------ INPUT DATA

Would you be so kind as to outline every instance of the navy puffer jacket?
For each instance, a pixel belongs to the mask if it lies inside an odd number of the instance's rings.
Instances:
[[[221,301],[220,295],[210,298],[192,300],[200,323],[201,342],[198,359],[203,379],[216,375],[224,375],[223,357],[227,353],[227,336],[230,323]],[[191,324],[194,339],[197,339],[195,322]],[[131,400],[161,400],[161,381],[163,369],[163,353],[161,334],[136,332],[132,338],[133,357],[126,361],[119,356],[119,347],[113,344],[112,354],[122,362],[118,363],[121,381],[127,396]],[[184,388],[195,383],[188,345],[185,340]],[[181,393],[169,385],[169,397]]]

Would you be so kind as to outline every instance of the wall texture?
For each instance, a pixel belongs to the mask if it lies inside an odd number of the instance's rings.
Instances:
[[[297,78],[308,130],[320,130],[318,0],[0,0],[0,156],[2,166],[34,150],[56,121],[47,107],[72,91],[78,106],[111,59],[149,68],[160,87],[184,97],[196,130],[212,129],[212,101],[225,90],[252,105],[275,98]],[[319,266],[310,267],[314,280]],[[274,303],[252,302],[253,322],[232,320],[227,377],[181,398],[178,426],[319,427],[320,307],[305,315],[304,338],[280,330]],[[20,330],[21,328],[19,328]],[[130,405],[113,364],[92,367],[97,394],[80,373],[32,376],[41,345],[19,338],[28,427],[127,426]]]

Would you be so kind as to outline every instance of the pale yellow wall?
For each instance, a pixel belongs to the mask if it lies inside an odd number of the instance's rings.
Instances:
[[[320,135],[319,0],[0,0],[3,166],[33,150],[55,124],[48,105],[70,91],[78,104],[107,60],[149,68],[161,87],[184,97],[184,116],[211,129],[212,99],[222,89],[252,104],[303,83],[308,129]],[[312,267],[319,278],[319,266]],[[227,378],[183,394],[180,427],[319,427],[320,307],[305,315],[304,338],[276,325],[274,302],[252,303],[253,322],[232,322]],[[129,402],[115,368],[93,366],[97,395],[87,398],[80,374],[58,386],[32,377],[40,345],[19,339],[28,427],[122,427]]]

------------
------ INPUT DATA

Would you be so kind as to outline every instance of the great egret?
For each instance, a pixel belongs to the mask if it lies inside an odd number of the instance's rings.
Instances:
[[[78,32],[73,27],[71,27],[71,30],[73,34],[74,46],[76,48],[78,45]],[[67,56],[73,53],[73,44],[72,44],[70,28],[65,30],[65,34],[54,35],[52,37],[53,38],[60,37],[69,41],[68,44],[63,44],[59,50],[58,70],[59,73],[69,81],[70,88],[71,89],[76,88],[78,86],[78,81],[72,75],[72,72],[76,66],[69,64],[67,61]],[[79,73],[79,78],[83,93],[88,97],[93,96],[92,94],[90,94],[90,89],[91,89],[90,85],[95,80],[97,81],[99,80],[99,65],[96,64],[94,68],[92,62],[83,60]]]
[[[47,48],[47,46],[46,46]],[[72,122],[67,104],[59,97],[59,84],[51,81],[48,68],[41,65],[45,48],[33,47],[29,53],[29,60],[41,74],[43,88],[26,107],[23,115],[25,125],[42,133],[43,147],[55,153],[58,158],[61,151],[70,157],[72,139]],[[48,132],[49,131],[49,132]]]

------------
------ INPUT DATA

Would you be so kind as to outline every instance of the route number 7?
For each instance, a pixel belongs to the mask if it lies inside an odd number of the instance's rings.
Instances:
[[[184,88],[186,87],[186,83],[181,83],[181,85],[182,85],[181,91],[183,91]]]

------------

- _WHAT YOU NEED TO DO_:
If the string "every" is in a line of the entries, pick that line out.

- _SOLUTION TO THIS TASK_:
Would you be so kind as to outline every instance of the navy puffer jacket?
Would you be so kind as to outline every instance of the wall texture?
Would you be so kind as to outline every instance of the pale yellow wall?
Would you be so kind as to outline every instance of the great egret?
Would you be so kind as to outline every instance of the route number 7?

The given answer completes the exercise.